• **GOAL**
Among the entries below, retype word for word the stretch from the line containing "In this exercise you will find the wasp head" through the line containing "In this exercise you will find the yellow striped". Include both of those lines and nothing else.

• **DATA SUPPLIED**
────────────────
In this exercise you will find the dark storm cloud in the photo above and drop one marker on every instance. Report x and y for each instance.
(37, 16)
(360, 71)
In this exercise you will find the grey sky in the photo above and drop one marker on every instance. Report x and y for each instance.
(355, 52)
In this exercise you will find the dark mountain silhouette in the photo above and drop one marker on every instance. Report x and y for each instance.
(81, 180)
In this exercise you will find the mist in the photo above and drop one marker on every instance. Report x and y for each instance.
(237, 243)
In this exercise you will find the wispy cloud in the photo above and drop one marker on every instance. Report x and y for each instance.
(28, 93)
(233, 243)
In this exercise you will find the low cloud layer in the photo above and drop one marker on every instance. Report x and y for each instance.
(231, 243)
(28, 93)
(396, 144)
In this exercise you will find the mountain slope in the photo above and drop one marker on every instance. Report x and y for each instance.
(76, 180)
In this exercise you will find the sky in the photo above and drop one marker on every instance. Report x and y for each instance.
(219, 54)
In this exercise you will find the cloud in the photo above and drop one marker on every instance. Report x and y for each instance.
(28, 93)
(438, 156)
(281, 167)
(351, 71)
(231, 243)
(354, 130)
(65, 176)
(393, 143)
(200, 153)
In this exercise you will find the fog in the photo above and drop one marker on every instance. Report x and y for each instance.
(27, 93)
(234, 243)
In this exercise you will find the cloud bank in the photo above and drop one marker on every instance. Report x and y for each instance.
────────────────
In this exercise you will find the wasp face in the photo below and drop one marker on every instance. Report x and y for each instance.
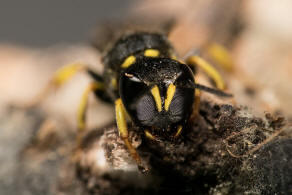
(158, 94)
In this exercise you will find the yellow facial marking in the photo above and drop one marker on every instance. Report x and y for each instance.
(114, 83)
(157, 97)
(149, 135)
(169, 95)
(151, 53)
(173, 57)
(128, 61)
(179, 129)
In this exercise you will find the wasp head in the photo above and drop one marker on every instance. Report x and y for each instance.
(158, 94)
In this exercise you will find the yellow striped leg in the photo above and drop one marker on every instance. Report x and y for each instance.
────────────────
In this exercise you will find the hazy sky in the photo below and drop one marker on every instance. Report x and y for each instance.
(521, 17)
────────────────
• **ANSWER TO THIS TASK**
In this exercise you will find the wasp head in the photo above and drop one marker on every instance. Report x and y for each instance.
(158, 94)
In this exercise you will find the yellow striped leg in the photo above and drop one marker on every instance. Report x and y for each instance.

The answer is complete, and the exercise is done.